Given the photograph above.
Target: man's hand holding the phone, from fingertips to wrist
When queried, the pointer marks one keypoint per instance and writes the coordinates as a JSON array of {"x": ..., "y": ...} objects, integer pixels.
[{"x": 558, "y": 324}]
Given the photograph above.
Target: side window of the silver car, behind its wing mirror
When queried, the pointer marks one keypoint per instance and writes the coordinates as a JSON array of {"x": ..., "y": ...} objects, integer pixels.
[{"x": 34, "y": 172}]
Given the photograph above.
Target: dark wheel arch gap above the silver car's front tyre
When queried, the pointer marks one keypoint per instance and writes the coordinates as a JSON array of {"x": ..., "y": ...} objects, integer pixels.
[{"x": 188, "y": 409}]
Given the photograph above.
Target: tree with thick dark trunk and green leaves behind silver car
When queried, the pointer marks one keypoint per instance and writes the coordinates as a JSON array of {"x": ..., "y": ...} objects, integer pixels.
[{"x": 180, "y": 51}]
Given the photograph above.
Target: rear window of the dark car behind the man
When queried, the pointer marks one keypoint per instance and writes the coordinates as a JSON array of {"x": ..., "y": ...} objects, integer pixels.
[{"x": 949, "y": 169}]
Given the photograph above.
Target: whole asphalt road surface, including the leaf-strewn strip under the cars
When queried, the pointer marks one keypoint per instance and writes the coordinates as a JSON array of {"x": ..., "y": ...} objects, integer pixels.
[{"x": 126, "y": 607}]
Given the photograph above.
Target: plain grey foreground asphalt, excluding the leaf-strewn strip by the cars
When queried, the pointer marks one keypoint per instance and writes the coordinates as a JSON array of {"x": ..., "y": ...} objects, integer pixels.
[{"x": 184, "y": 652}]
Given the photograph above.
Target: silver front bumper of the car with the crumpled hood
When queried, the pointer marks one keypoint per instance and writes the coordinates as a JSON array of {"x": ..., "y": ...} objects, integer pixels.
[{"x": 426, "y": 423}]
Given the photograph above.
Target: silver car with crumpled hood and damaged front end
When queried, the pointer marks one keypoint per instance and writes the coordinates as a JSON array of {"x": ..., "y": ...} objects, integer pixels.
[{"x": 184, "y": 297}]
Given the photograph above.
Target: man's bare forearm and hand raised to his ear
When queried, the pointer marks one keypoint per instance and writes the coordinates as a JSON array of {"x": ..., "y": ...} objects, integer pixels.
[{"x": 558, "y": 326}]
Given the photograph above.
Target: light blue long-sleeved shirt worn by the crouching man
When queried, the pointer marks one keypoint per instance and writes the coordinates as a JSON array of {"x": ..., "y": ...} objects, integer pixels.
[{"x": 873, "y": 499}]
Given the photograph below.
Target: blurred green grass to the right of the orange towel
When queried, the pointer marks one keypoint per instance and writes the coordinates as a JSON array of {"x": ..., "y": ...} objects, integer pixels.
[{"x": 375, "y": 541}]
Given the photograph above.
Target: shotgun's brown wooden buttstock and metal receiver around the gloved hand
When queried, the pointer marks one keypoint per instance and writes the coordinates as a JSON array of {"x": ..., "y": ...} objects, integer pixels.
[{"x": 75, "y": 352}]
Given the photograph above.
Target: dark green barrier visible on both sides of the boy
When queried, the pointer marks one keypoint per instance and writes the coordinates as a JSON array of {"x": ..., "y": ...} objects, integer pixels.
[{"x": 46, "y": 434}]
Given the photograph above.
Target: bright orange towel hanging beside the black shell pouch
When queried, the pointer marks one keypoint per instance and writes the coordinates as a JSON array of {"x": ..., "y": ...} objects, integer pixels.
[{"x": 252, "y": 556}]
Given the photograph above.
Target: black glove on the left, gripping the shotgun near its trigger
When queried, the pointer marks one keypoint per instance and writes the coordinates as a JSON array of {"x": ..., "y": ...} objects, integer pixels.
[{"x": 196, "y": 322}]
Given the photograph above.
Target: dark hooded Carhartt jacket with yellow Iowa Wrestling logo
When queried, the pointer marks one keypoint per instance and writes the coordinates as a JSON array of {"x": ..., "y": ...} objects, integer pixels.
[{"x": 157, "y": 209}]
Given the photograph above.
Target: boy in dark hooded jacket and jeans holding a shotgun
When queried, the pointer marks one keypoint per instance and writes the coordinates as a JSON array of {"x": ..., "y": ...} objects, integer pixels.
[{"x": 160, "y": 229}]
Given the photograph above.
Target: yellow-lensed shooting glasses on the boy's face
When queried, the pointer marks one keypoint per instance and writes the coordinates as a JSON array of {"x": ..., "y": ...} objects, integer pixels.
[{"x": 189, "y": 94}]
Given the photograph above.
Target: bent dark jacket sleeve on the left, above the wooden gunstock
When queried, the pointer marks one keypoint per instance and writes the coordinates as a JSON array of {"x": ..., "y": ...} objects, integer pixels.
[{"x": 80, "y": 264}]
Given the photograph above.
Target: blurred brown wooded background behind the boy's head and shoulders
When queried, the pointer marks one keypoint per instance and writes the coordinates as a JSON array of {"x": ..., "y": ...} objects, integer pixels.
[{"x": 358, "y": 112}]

┄┄┄┄┄┄┄┄┄┄

Please reproduce, exactly as written, the lines of the records from the first line through the one containing "Target: tree with".

> **Reply**
Given the photograph above.
Target: man's hand holding the phone, from fingertips to wrist
When queried, the pointer marks one keypoint per instance and writes the coordinates as a JSON array of {"x": ..., "y": ...} objects, integer pixels.
[{"x": 558, "y": 324}]
Given the photograph above.
Target: side window of the silver car, behind its wing mirror
When queried, the pointer marks one keypoint per instance and writes the coordinates as a JSON array of {"x": ..., "y": ...} objects, integer pixels.
[{"x": 34, "y": 172}]
Given the photograph above.
Target: dark wheel arch gap above the silver car's front tyre
When queried, the pointer marks one keypoint per instance and writes the coordinates as a JSON array of {"x": ..., "y": ...} objects, integer pixels.
[{"x": 188, "y": 409}]
Given the photograph above.
Target: tree with thick dark trunk and green leaves behind silver car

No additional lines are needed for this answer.